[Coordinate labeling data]
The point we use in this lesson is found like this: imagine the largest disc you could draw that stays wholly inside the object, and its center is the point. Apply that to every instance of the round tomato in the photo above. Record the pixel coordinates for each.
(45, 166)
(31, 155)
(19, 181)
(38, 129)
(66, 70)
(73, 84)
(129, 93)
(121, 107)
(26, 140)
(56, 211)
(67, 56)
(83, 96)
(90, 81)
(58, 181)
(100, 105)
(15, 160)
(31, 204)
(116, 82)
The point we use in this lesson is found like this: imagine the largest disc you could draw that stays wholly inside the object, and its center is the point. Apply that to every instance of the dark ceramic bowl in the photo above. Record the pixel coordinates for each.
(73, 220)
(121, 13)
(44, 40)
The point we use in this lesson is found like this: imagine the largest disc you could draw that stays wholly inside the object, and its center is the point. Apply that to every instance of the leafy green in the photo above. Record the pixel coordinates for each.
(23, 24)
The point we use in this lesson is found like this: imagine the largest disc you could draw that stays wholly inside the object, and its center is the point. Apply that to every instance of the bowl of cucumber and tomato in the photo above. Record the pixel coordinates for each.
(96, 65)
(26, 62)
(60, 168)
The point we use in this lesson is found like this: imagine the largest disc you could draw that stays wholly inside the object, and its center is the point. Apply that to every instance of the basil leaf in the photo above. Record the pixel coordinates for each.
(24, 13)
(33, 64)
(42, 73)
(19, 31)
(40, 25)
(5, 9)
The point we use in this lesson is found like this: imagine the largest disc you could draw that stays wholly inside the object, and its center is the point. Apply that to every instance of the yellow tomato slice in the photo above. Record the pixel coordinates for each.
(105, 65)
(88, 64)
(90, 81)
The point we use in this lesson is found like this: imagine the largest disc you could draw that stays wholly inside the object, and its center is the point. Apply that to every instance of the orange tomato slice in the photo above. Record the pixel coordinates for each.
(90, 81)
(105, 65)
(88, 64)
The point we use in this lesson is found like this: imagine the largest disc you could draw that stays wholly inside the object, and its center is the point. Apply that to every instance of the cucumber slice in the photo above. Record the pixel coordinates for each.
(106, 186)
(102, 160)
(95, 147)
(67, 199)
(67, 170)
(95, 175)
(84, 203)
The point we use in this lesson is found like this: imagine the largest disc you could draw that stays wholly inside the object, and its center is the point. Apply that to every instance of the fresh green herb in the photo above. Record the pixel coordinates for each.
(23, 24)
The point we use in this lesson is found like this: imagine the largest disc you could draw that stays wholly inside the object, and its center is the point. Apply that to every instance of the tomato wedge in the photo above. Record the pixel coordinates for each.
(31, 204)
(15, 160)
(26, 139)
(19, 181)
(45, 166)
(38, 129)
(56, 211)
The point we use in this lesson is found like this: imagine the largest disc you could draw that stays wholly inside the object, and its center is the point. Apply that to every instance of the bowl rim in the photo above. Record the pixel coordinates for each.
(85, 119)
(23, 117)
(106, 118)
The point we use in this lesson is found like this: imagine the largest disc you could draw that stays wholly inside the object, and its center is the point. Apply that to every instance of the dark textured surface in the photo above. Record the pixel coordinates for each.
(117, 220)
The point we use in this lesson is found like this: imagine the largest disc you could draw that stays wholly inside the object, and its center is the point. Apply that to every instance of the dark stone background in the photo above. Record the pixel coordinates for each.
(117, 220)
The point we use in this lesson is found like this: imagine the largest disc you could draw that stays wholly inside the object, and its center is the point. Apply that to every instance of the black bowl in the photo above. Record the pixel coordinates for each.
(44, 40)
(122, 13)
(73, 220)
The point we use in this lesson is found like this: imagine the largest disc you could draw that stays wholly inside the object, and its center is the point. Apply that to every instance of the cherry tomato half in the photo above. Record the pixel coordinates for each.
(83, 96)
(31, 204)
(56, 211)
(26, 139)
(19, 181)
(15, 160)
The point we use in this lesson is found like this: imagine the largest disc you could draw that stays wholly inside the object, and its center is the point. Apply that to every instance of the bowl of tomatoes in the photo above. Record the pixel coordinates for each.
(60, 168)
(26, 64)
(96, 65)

• [Exercise]:
Rescale the listing, starting with the line that contains "of the cherry" and going on through the end of the listing. Copy every line in that span in full, but multiply each coordinate by 1.05 and round it to a whole number, with halves rounding up.

• [Result of the task]:
The point we use in this lesson is found like this: imagine the largest disc you could draw that stays wholly inside the object, and its center is the point. Apply that to every instance of the cherry tomato half in the photo above. Record the pixel coordinates for each.
(87, 101)
(33, 214)
(59, 222)
(27, 146)
(20, 190)
(16, 168)
The point we use in this lesson is found like this: imagine the largest disc you could draw that stays wholly inside the object, and its center is the point. Apply that to every instance of the bowl of tomatoes in the photo above. Record the pixel coordinates for each.
(63, 176)
(27, 67)
(101, 68)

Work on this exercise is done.